== Record list ==

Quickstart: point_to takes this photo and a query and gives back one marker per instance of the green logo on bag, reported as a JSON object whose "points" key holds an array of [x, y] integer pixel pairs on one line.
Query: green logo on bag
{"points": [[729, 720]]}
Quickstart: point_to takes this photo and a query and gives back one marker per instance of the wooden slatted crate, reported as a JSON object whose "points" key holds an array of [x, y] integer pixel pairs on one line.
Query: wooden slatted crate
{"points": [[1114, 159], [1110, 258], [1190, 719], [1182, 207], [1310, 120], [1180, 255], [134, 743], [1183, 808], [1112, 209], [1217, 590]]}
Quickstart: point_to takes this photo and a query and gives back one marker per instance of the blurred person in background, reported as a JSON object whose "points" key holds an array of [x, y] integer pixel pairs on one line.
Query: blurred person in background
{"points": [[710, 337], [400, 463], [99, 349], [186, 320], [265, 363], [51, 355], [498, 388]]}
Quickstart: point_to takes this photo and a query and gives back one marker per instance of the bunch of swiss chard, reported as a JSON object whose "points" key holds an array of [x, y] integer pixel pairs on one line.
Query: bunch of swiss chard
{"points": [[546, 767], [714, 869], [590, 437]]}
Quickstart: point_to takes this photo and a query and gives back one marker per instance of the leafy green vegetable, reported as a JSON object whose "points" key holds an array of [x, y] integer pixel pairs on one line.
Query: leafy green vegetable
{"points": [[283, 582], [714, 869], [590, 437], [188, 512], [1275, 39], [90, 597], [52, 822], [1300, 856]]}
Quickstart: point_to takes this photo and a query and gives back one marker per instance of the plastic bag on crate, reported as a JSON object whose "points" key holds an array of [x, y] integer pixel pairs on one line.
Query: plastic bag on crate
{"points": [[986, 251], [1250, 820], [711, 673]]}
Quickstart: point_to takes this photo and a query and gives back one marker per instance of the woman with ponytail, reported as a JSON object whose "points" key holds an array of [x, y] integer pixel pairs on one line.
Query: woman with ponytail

===

Stated goal -
Please copy every entry above word for word, in the same order, changing nothing.

Task solution -
Quickstart: point_to takes this photo and a query and gives back one marker per instance of the green logo on bag, reported as a JSON object whose "points" key holds an array of [x, y] integer pixel pairs on one line.
Query: green logo on bag
{"points": [[729, 720]]}
Quickstart: point_to takes this photo and a query and gives back one marker per instance of the wooden slatted crate, reported as a JSON object whose "points" key holds an array of [x, y] integer pixel pairs on one line.
Query: wooden slatted crate
{"points": [[1114, 159], [1110, 258], [1190, 719], [1182, 207], [1310, 120], [1180, 255], [134, 743], [1183, 808], [1112, 209], [1217, 590]]}
Quickstart: point_to takes this photo and a query and gives back one marker per instance of the blurred person in background, reported as a JSON object whose "points" key holds an array of [x, y] integer pixel pairs on one line.
Query: blurred person in background
{"points": [[710, 337], [400, 463], [99, 349], [186, 320], [265, 363], [51, 355], [498, 388]]}
Quickstart: point_to takes this photo and a query and gives back one marker per instance of the bunch of swiss chard, reported as a JSON object whose "points" key holds an array of [x, y] integer pixel pairs on one line.
Query: bunch of swiss chard
{"points": [[546, 767], [714, 869], [590, 437]]}
Quickstart: point_to takes this photo and a query and gives back one marker per instance of the leafy green vegetable, reported as a JSON object whose "points" key holds an array of [x, y] integer pixel pairs on one line.
Query: leafy green vegetable
{"points": [[283, 582], [714, 869], [590, 437], [188, 512], [1275, 39], [90, 597], [52, 822], [1300, 856]]}
Quickstart: point_to takes this photo and a query and gives back one marker per instance of the plastic bag on crate, reported as a JSON object whose "points" key holds an array of [x, y] integer pixel pairs on one line.
Query: plastic bag on crate
{"points": [[986, 251], [1250, 820], [711, 673]]}
Quickstart: point_to takes this photo and a query and gives back one marker per instance of the woman with ponytail, reported as a JSON object whose "points" key holds an array of [x, y] integer pixel pairs on one line.
Query: woman with ponytail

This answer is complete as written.